2025年2月27日、慶應義塾大学病院の臨床研究審査委員会は「子宮性不妊女性に対する生体間子宮移植の有効性・安全性に関する探索的臨床試験」の実施計画を承認しました。これは、生まれつき子宮がないロキタンスキー症候群などの「子宮性不妊症」の20〜30歳代の患者を対象としています。
子宮移植は、子宮を持たない女性が妊娠・出産を可能とするための新たな医療技術として注目されており、2011年にトルコで世界初の成功例が報告されて以降、少なくとも100件以上の子宮移植が実施され、70人以上の出生が確認されています。
子宮移植は高度な外科的手術であり、ドナーとレシピエントの双方に手術リスクが伴います。レシピエントは移植後、拒絶反応を防ぐために免疫抑制剤の投与が必要となりますが、これにより感染症や他の合併症のリスクが高まる可能性があります。また、妊娠中は妊娠高血圧症候群などの合併症が発生しやすいと報告されています。

* [記録データ]:
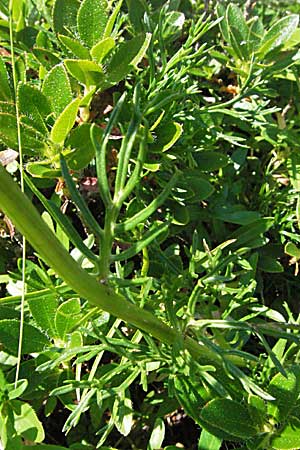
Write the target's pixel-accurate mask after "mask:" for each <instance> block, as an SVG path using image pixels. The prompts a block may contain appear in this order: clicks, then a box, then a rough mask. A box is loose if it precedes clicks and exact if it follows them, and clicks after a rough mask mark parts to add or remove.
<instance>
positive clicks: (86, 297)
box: [0, 167, 245, 366]
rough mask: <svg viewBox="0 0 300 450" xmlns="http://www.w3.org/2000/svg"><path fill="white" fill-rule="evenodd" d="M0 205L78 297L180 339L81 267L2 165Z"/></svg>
mask: <svg viewBox="0 0 300 450" xmlns="http://www.w3.org/2000/svg"><path fill="white" fill-rule="evenodd" d="M0 208H1V209H2V210H3V211H4V213H5V214H7V215H8V217H10V218H11V220H12V221H13V222H14V224H15V226H16V227H17V228H18V230H19V231H20V232H21V233H22V234H23V235H24V236H25V237H26V238H27V239H28V241H29V242H30V243H31V245H32V246H33V248H34V249H35V250H36V251H37V252H38V253H39V255H40V256H41V257H42V259H43V260H44V261H45V262H46V263H47V264H48V265H49V266H50V267H52V269H54V271H55V272H56V273H57V274H58V276H60V277H61V278H62V279H63V280H64V281H65V282H66V284H67V285H69V286H70V287H71V288H72V289H73V290H74V291H76V292H77V293H78V294H79V295H80V296H81V297H83V298H86V299H87V300H88V301H90V302H91V303H92V304H93V305H96V306H98V307H100V308H101V309H103V310H105V311H107V312H109V313H110V314H112V315H114V316H116V317H118V318H120V319H122V320H124V321H125V322H127V323H131V324H132V325H134V326H136V327H137V328H140V329H141V330H143V331H146V332H147V333H149V334H151V335H152V336H154V337H155V338H157V339H159V340H160V341H161V342H164V343H166V344H170V345H173V344H174V343H175V342H178V341H180V340H182V336H181V334H180V333H178V331H176V330H174V329H172V328H170V327H169V326H168V325H166V324H164V323H163V322H162V321H160V320H159V319H158V318H156V317H155V316H154V315H153V314H151V313H150V312H148V311H146V310H144V309H143V310H141V309H140V308H138V307H137V306H136V305H133V304H132V303H130V302H128V301H127V300H126V299H125V298H123V297H121V296H120V295H118V294H117V293H116V292H114V291H113V290H112V289H110V288H109V287H108V286H106V285H104V284H101V283H99V282H97V280H96V279H95V278H94V277H92V276H90V275H89V274H88V273H87V272H85V271H84V270H83V269H81V267H80V266H79V265H78V264H77V263H76V261H75V260H74V259H73V258H72V257H71V256H70V255H69V253H68V252H67V251H66V250H65V248H64V247H63V246H62V244H61V243H60V242H59V241H58V239H57V238H56V236H55V235H54V233H53V232H52V231H51V230H50V228H49V227H48V226H47V225H46V223H45V222H44V221H43V220H42V219H41V217H40V215H39V213H38V212H37V210H36V209H35V208H34V206H33V205H32V204H31V202H30V201H29V199H28V198H27V197H26V195H25V194H24V193H22V192H21V190H20V188H19V186H18V185H17V183H15V182H14V181H13V179H12V178H11V176H10V175H9V174H8V173H7V172H6V170H5V169H4V168H3V167H0ZM184 343H185V346H186V348H187V349H188V350H189V351H190V353H191V354H192V355H193V356H194V357H195V358H197V359H199V360H200V361H202V362H204V363H207V362H211V363H214V364H217V365H219V364H220V363H221V359H220V357H219V355H217V354H216V353H214V352H213V351H212V350H210V349H208V348H207V347H205V346H204V345H200V344H198V343H197V342H196V341H194V340H193V339H190V338H186V339H184ZM230 359H231V360H232V361H234V362H235V363H236V364H239V365H243V366H244V365H245V361H244V360H243V359H242V358H239V357H234V356H232V357H230Z"/></svg>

* [演習問題]:
A: 子宮移植の文章では、レシピエントは移植後に免疫抑制剤の投与が必要になるとされている。その理由を1〜3文で説明せよ。
B: 子宮移植の文章によると、世界初の子宮移植の成功例はいつ、どこで報告されたか。
C: 子宮移植の文章の続きを、最後の段落の後から書き進めよ。

* [解答]:
A: 移植された子宮に対する拒絶反応を防ぐためである。

B: 2011年にトルコで報告された。

C:
これまでの報告では、子宮移植後に出生した児に重大な先天異常は確認されておらず、出生後の発育も順調であるとされています。しかし、免疫抑制剤の胎児への長期的な影響や、子宮移植自体が子どもの健康に及ぼす影響については、今後の長期的な追跡調査が必要とされています。
子宮移植に対しては賛否両論ありますが、否定的な意見の中には、リスクを懸念するものだけでなく「そこまでして女性に子どもを産ませたいのか」「女性からの搾取では」という声もありますが、これらは誤解に基づいた批判です。子宮移植はあくまで「子宮がない女性のための治療法」であり、その当事者の方たちにとっては、セクシュアル・リプロダクティブ・ヘルス&ライツ(sexual reproductive health and rights:SRHR)を享受するための1つの選択肢です。
安全性や倫理的課題についての検討は引き続き必要ではあるものの、必要としている人がいて、医療の進歩により技術的に可能であるならば、それを感情論だけで否定するのではなく、冷静に今後の研究成果を見守りたいと思います。